*WHAT THIS TASK INVOLVES:*
Substitute "space-separated" for every "space-delimited" in the data below and reproduce the lines with nothing else altered.
** Start EXERCISE INPUT **
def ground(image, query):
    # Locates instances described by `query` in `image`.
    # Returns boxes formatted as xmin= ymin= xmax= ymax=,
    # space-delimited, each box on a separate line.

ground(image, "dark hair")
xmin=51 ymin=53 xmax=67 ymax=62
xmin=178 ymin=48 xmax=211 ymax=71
** End EXERCISE INPUT **
*ANSWER FOR THIS EXERCISE:*
def ground(image, query):
    # Locates instances described by `query` in `image`.
    # Returns boxes formatted as xmin= ymin= xmax= ymax=,
    # space-separated, each box on a separate line.

ground(image, "dark hair")
xmin=51 ymin=53 xmax=67 ymax=62
xmin=178 ymin=48 xmax=211 ymax=71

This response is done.